▶ **Exercise brief**:
Answer these questions using the passage "The End and the Beginning" below.
(a) What kind of bottle did the narrator's fingers close over, and where had it been taken from?
(b) At what hour and on what date had the expected Japanese final assault still not come?
(c) According to the final issue of the Singapore Times, how close to Singapore city had the Japanese advanced?

The End and the Beginning

Suddenly I was awake, feeling cold and cramped. It was broad daylight, and the silence hung clammily over the stricken city.
Singapore was licking its wounds. The night had been long and hot. Spasmodic bursts of gunfire, punctuated with staccato small-arms fire, had filled the hours of darkness. The sound of screams and hoarse shouts in various tongues were evidence of the grim struggle. The sky had been made bright with the flames of burning buildings, the moans of the bereaved mingling with the crackle of blazing homes. Now all was still, but a hundred palls of smoke pinpointed where someone’s life had fallen into ruins.
I put my hand down to steady myself, and my fingers closed over a bottle, Cherry Brandy, filched from Shaw Brothers’ studio in the city, a few days previously. It was empty and I slung it carelessly into the hedge, where it joined others that had gone the same way.
It was eight o’clock on the morning of 15 February 1942, and still the expected Japanese final assault had not materialized. We lived another day. As we left the slit trench and walked down the hill for breakfast, I thought of the newspaper I had held in my hands a couple of days previously. For the past couple of years I had read newspaper reports of battles in France and on the Eastern front with a curious sense of detachment. The happenings were all taking place in another world and concerned me not at all. Now the same feeling was there as I read the final issue of the Singapore Times, with its report of the Japanese advance within four miles of Singapore city, till, with a curious sense of shock, realization broke that this time, it was real, and that this front line was not only four miles from Singapore, it was four miles from me. After two and a half years of playing at soldiers the war had finally caught up with me.

▶ **Saved entries**:
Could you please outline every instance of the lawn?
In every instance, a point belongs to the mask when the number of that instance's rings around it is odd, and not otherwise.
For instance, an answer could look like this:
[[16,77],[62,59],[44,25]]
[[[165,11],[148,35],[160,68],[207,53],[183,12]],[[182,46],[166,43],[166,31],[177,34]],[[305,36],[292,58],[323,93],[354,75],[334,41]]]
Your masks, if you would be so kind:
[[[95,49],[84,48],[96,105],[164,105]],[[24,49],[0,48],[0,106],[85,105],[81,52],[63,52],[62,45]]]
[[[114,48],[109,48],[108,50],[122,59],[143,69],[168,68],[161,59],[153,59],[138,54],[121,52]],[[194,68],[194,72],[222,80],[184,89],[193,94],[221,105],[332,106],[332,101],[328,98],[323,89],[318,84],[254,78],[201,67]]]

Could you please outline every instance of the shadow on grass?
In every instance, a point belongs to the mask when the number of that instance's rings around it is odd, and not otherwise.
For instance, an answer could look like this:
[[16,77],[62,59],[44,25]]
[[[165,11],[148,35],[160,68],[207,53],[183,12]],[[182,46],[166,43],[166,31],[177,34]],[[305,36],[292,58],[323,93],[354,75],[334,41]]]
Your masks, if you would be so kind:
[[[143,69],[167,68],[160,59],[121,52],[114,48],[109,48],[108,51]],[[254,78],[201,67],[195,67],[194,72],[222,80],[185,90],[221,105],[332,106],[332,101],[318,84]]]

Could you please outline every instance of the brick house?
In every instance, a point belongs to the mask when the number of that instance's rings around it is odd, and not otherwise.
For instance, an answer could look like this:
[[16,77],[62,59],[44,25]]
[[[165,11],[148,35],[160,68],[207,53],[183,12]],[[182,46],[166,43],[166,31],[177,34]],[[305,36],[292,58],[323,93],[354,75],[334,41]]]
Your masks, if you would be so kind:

▶ **Task solution**:
(a) A bottle of Cherry Brandy, taken from Shaw Brothers' studio in the city.
(b) Eight o'clock on the morning of 15 February 1942.
(c) Within four miles of Singapore city.